**GIVEN EXERCISE A:** Transcribe the passage about Dana Wilson's marriage word for word, starting at "Dana immediately threw" and ending at "(Broccoli 1998, 151-153)".

**PAGE EXCERPT:**
#####

That Las Vegas ceremony was the start of a stunning second act for Dana Wilson. “I married Cubby,” she recalled, “and my life changed completely. I left my home in California. I left my country. I left my friends. I left everything that was familiar to me … But I followed Cubby [to London] and I trusted him, and I knew he was going to make everything all right.” (Cork 2000)

Dana immediately threw herself into her new role. She had always hoped to have a large family and insisted on formally adopting Cubby’s two children, Tony and Tina. On June 18, 1960, Dana gave birth to a daughter, Barbara Dana Broccoli, and, as Cubby wrote, “now [the] family was complete.” (Broccoli 1998, 147)

It was at about this time that Cubby met Harry Saltzman. Cubby had long wanted to film Fleming’s James Bond novels, but had never been able to secure the option. Saltzman had the option, which was about to expire, but could not convince anyone to finance him. Cubby had the connections in Hollywood to get the project off the ground and the pair entered into a partnership. They inked a deal with United Artists for $1 million on June 21, 1961 (Cubby and Dana’s second wedding anniversary), and the rest is movie history. (Broccoli 1998, 151-153)

#####

**DATA ENTRIES:**
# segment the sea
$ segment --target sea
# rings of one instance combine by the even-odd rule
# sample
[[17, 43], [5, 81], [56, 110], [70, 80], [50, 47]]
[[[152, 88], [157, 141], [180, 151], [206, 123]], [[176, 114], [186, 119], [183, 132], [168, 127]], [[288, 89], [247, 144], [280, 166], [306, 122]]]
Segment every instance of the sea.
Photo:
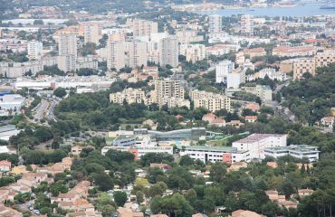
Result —
[[[334, 0], [335, 1], [335, 0]], [[232, 16], [237, 14], [251, 14], [254, 16], [315, 16], [315, 15], [335, 15], [335, 9], [320, 9], [321, 4], [298, 5], [292, 7], [262, 7], [262, 8], [243, 8], [243, 9], [220, 9], [215, 12], [198, 12], [201, 14]]]

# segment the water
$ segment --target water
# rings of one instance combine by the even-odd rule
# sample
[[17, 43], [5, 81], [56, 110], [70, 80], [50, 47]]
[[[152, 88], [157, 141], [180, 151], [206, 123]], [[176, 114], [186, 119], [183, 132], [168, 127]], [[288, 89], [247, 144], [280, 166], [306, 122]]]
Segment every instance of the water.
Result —
[[237, 14], [252, 14], [254, 16], [313, 16], [313, 15], [335, 15], [335, 9], [321, 10], [321, 4], [306, 4], [295, 7], [262, 7], [245, 9], [221, 9], [216, 12], [200, 13], [201, 14], [231, 16]]

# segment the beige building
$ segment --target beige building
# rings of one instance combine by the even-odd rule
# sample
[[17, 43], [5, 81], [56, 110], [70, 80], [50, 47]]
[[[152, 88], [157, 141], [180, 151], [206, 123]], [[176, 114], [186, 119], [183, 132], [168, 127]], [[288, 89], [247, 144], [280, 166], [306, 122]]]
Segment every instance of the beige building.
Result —
[[306, 72], [315, 75], [313, 58], [300, 58], [293, 61], [293, 80], [301, 80]]
[[84, 42], [93, 42], [99, 45], [99, 40], [102, 37], [101, 25], [88, 24], [84, 26]]
[[206, 58], [206, 47], [204, 44], [180, 44], [179, 54], [187, 61], [196, 62]]
[[126, 66], [126, 42], [110, 41], [107, 43], [107, 67], [120, 71]]
[[151, 33], [158, 33], [158, 24], [157, 22], [133, 20], [130, 22], [130, 25], [134, 36], [149, 36]]
[[189, 97], [194, 101], [195, 108], [205, 108], [212, 112], [220, 109], [230, 111], [230, 98], [217, 93], [197, 90], [189, 91]]

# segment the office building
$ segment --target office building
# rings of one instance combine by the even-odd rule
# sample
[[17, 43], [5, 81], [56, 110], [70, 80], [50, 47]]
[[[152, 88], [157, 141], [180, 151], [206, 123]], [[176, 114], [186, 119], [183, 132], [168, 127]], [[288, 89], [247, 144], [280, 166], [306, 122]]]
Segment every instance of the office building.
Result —
[[227, 74], [227, 89], [238, 89], [243, 83], [245, 83], [245, 70], [238, 68]]
[[28, 58], [30, 61], [41, 60], [43, 55], [43, 45], [41, 42], [31, 41], [28, 42]]
[[206, 58], [204, 44], [180, 44], [179, 54], [185, 56], [186, 61], [196, 62]]
[[265, 156], [274, 158], [291, 156], [299, 159], [307, 159], [309, 162], [319, 160], [319, 153], [317, 146], [308, 145], [291, 145], [288, 146], [267, 147], [264, 149]]
[[100, 24], [86, 24], [84, 26], [84, 42], [95, 43], [99, 45], [99, 40], [102, 37], [101, 25]]
[[189, 97], [194, 102], [195, 108], [205, 108], [212, 112], [220, 109], [230, 111], [230, 98], [212, 92], [197, 90], [189, 91]]
[[287, 135], [280, 134], [253, 134], [249, 137], [233, 142], [232, 146], [237, 151], [248, 151], [250, 159], [264, 159], [264, 150], [268, 147], [285, 147]]
[[178, 40], [176, 36], [168, 36], [159, 41], [159, 65], [165, 67], [178, 66]]
[[231, 61], [220, 61], [215, 67], [215, 82], [226, 82], [227, 75], [232, 73], [234, 69], [234, 63]]
[[250, 14], [241, 15], [240, 24], [241, 24], [241, 33], [244, 35], [253, 35], [254, 34], [254, 16]]
[[133, 20], [131, 22], [131, 27], [134, 36], [150, 36], [151, 33], [158, 33], [158, 24], [157, 22]]
[[126, 66], [126, 42], [110, 41], [107, 42], [107, 68], [120, 71]]
[[148, 50], [147, 42], [134, 41], [129, 42], [129, 67], [147, 66], [148, 63]]

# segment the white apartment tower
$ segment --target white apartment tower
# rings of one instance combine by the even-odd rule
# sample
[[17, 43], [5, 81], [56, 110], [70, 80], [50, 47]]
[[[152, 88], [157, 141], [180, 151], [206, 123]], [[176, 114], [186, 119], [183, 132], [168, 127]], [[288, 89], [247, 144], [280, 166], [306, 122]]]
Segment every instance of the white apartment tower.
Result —
[[209, 16], [209, 29], [210, 33], [222, 33], [222, 15], [211, 15]]
[[168, 36], [159, 41], [159, 64], [162, 67], [178, 66], [178, 40], [176, 36]]
[[107, 43], [107, 67], [120, 71], [126, 66], [126, 42], [109, 41]]
[[250, 14], [244, 14], [241, 16], [241, 33], [244, 35], [254, 34], [254, 16]]
[[158, 33], [158, 24], [152, 21], [133, 20], [132, 32], [134, 36], [149, 36], [151, 33]]
[[226, 82], [228, 73], [232, 73], [234, 69], [234, 63], [231, 61], [220, 61], [215, 67], [215, 82]]
[[129, 44], [129, 67], [147, 66], [148, 49], [147, 42], [134, 41]]
[[28, 57], [29, 60], [41, 60], [43, 53], [43, 44], [38, 41], [31, 41], [28, 42]]
[[101, 38], [101, 26], [99, 24], [91, 24], [84, 26], [84, 42], [93, 42], [99, 44], [99, 40]]

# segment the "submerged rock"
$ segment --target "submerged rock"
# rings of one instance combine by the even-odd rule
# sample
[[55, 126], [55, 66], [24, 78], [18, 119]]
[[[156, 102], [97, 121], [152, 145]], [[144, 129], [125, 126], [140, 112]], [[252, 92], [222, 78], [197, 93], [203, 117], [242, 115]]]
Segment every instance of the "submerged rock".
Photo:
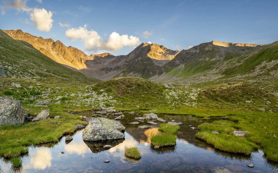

#####

**GIVEN EXERCISE B:** In the listing, write out the lines starting at the one containing "# segment the white apartment tower" and ending at the one containing "[244, 35], [254, 34], [254, 16]]", with "instance" swapped for "occurrence" and nothing else changed. Give only those lines.

**WRITTEN REPLY A:**
Dana immediately threw herself into her new role. She had always hoped to have a large family and insisted on formally adopting Cubby’s two children, Tony and Tina. On June 18, 1960, Dana gave birth to a daughter, Barbara Dana Broccoli, and, as Cubby wrote, “now [the] family was complete.” (Broccoli 1998, 147)

It was at about this time that Cubby met Harry Saltzman. Cubby had long wanted to film Fleming’s James Bond novels, but had never been able to secure the option. Saltzman had the option, which was about to expire, but could not convince anyone to finance him. Cubby had the connections in Hollywood to get the project off the ground and the pair entered into a partnership. They inked a deal with United Artists for $1 million on June 21, 1961 (Cubby and Dana’s second wedding anniversary), and the rest is movie history. (Broccoli 1998, 151-153)

**WRITTEN REPLY B:**
# segment the white apartment tower
$ segment --target white apartment tower
# rings of one occurrence combine by the even-odd rule
# sample
[[17, 43], [5, 81], [56, 110], [70, 80], [50, 47]]
[[[152, 88], [157, 141], [180, 151], [206, 123]], [[176, 114], [186, 119], [183, 132], [168, 127]], [[288, 89], [247, 144], [280, 166], [306, 122]]]
Segment every occurrence of the white apartment tower.
Result —
[[209, 16], [209, 29], [210, 33], [222, 33], [222, 15], [211, 15]]
[[168, 36], [159, 41], [159, 64], [162, 67], [178, 66], [178, 40], [176, 36]]
[[107, 43], [107, 67], [120, 71], [126, 66], [126, 42], [109, 41]]
[[250, 14], [244, 14], [241, 16], [241, 33], [244, 35], [254, 34], [254, 16]]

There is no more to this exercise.